▸ **Records shown**

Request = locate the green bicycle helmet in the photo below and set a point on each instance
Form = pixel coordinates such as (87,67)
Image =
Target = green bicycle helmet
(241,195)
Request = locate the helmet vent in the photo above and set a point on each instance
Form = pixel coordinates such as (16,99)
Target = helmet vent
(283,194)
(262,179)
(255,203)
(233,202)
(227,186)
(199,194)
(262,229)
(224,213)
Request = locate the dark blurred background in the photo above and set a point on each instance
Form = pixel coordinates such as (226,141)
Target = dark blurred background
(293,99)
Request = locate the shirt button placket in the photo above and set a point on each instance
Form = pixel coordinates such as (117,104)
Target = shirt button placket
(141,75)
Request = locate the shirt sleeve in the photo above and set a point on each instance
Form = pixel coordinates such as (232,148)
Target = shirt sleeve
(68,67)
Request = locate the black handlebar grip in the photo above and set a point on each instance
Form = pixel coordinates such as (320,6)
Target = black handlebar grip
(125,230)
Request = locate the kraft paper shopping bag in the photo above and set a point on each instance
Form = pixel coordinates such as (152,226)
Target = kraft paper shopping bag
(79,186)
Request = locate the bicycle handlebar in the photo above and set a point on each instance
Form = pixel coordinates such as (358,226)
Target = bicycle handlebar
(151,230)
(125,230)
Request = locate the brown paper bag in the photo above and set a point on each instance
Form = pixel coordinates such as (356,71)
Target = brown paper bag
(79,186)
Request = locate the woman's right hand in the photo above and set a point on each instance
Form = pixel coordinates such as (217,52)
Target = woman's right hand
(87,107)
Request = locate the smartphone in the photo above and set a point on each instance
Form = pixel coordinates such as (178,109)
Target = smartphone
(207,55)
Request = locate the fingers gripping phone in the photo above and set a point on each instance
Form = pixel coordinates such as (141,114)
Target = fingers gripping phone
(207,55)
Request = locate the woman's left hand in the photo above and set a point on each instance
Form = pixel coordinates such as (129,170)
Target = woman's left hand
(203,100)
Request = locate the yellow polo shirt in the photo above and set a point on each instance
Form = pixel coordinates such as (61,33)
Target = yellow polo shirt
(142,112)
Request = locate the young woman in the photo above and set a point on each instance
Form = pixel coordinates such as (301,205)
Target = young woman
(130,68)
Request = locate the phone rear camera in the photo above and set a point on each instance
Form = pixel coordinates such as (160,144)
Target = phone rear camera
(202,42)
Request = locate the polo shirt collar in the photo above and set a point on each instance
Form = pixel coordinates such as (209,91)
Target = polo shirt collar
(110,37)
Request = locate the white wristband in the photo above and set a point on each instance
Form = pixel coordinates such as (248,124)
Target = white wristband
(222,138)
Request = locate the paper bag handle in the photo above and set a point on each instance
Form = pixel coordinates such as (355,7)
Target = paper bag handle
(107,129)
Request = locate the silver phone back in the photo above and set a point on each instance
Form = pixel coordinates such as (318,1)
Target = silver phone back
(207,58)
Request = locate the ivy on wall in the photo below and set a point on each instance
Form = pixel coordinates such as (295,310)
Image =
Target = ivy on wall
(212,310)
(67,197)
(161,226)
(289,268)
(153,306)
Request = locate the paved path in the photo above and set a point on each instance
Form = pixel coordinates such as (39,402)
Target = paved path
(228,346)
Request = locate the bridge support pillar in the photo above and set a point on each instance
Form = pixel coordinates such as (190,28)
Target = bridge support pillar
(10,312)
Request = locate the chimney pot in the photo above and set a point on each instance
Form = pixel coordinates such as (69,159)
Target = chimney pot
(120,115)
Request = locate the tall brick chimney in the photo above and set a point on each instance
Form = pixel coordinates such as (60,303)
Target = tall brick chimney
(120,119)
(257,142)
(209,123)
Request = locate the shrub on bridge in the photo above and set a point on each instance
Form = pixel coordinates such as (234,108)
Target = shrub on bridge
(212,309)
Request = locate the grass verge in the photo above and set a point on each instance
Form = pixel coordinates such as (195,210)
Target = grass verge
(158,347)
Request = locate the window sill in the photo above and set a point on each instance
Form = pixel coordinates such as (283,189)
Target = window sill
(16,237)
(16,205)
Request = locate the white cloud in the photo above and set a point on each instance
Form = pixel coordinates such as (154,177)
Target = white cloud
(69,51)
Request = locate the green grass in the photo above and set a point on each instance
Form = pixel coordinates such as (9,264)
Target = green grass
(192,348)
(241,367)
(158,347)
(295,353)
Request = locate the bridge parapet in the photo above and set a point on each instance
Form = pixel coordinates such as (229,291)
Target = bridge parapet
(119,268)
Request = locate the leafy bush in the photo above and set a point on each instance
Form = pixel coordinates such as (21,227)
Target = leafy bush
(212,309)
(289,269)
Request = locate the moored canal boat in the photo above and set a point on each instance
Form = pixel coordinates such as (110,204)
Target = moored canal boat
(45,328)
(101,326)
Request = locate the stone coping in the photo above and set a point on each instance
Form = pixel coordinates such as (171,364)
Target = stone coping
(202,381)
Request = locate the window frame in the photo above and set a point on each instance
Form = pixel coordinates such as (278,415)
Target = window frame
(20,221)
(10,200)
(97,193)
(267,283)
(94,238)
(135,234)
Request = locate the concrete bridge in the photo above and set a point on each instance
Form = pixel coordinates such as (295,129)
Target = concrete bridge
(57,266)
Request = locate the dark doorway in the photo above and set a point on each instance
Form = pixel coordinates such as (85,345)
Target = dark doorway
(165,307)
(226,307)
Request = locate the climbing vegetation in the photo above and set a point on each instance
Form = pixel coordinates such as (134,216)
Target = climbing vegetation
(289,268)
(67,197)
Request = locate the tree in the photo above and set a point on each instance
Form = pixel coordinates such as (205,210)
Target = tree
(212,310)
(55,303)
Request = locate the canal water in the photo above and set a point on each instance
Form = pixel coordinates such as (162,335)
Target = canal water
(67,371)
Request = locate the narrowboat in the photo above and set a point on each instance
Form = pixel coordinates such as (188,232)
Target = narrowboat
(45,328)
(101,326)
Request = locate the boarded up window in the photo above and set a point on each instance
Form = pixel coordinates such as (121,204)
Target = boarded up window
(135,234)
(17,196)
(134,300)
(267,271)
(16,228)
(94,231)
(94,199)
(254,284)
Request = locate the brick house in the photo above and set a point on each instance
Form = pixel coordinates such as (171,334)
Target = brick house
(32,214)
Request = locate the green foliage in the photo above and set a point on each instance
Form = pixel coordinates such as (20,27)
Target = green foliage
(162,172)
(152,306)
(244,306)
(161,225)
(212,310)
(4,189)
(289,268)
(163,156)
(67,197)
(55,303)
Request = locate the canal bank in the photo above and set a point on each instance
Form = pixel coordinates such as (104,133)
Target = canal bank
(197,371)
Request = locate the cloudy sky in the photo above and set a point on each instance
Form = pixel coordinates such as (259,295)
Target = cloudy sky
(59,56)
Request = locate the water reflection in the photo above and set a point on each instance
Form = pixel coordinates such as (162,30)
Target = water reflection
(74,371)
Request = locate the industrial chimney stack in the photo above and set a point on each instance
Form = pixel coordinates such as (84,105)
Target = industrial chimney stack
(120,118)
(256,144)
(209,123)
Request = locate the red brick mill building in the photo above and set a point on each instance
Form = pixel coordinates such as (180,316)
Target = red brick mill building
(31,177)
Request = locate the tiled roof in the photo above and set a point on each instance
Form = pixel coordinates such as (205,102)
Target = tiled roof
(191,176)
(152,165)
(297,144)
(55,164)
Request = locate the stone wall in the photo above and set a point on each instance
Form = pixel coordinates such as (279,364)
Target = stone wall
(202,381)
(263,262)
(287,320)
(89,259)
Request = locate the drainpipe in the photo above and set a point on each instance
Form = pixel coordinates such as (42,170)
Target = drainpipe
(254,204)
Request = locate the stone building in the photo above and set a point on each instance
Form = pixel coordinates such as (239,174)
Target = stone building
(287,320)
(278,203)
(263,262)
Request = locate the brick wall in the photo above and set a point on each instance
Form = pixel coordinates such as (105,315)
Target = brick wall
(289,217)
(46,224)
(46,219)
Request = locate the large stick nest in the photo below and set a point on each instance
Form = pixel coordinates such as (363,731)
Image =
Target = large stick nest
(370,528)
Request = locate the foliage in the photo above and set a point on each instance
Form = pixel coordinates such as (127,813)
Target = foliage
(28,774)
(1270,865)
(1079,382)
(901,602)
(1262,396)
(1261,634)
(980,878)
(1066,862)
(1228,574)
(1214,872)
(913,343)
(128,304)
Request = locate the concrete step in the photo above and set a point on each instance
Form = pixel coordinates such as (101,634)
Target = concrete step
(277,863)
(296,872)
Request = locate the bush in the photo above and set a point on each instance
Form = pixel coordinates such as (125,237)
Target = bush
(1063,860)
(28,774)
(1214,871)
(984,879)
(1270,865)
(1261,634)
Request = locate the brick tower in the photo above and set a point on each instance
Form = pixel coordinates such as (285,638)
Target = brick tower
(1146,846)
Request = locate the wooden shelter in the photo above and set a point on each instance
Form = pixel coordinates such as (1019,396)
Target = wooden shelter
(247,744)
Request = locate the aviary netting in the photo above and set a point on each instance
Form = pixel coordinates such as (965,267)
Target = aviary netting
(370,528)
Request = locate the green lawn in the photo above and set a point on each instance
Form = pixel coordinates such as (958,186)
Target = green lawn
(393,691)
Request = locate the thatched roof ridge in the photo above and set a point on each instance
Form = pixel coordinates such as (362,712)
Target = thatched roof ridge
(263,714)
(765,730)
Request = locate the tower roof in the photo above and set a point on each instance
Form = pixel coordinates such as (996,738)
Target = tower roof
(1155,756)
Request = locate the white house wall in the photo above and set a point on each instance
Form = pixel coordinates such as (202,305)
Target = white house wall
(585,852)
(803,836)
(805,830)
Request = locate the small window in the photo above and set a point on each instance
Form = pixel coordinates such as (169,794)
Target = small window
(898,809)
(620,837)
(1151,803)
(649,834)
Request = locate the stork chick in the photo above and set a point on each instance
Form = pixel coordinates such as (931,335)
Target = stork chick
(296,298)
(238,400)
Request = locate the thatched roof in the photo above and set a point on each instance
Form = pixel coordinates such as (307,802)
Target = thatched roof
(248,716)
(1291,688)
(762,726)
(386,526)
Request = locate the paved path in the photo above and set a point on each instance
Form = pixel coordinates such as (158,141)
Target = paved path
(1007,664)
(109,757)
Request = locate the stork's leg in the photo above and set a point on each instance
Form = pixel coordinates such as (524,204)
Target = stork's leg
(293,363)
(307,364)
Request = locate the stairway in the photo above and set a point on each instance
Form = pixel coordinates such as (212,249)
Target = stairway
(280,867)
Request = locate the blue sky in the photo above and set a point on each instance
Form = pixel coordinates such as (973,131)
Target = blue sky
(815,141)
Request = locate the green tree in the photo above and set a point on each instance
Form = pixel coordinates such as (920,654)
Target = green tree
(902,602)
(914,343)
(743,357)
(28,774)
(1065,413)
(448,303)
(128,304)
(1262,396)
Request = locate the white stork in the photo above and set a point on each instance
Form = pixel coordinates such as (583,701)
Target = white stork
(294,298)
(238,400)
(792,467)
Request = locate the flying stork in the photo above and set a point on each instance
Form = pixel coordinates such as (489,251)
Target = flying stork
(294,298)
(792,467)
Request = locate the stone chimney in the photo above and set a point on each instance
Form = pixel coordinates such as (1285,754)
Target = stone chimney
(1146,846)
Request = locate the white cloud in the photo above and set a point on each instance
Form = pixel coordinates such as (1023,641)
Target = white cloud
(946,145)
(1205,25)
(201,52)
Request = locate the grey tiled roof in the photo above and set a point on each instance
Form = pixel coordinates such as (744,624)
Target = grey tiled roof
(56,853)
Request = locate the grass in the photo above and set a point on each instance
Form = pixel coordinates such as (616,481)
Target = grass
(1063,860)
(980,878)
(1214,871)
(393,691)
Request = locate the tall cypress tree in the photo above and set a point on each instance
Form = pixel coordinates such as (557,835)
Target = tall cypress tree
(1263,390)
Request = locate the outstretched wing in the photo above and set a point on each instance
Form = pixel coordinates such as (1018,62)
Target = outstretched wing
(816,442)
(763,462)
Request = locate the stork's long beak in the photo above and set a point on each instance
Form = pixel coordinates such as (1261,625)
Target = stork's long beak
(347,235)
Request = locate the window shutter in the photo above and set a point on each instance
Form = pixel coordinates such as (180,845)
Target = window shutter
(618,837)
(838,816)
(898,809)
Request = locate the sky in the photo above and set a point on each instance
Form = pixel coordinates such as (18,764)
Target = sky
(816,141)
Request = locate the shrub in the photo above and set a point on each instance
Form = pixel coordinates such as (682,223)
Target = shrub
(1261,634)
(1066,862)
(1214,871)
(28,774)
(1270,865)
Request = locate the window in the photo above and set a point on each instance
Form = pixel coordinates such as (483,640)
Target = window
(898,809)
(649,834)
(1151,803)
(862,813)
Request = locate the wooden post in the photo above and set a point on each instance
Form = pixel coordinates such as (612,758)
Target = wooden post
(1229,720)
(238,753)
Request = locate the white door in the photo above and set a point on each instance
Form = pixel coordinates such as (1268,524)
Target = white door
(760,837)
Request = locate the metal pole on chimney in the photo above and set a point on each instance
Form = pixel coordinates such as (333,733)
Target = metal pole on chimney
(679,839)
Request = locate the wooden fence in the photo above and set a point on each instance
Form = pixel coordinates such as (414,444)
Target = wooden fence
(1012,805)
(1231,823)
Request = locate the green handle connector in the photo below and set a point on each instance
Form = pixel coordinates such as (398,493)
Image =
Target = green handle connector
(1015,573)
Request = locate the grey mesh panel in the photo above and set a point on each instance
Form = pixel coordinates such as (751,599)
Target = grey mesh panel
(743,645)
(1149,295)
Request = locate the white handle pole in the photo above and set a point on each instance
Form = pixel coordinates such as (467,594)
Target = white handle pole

▸ **Do this**
Copy exactly the lines above, from the one containing "Request = locate the sky" through the very last line.

▸ **In response**
Request = locate the sky in the photo above and set a point on each instance
Form = pixel coordinates such as (18,764)
Target = sky
(816,141)
Request = locate the shrub in the photo above and set a point on each instance
Form = pixel coordinates such as (682,223)
Target = shrub
(1261,634)
(1066,862)
(1214,871)
(28,774)
(1270,865)
Request = locate the window in the photo above and set a point on each instance
Form = pixel coordinates such as (483,640)
Target = window
(898,809)
(649,834)
(1151,803)
(862,813)
Request = locate the wooden post in the photo above and set a point on each instance
Form = pixel coordinates such as (612,758)
Target = wooden post
(1229,720)
(238,753)
Request = locate the white door in the photo above and set a point on each instance
Form = pixel coordinates such as (1268,524)
Target = white door
(760,837)
Request = locate the metal pole on chimney in the photo above and set a point on each instance
Form = pixel coordinates such as (333,733)
Target = metal pole on chimney
(679,839)
Request = locate the wooden fence in the photo above and set a point on each instance
Form = pixel coordinates such as (414,444)
Target = wooden fence
(1012,805)
(1231,823)
Request = locate the green handle connector in the photo below and set a point on each instance
Form = pixel coordinates such as (398,493)
Image =
Target = green handle connector
(1015,573)
Request = locate the grey mesh panel in the photo above and set a point on each instance
Form = pixel coordinates such as (751,599)
Target = grey mesh panel
(743,645)
(1149,295)
Request = locate the white handle pole in the photo above and set a point on each instance
Form = pixel coordinates such as (467,594)
Target = white handle pole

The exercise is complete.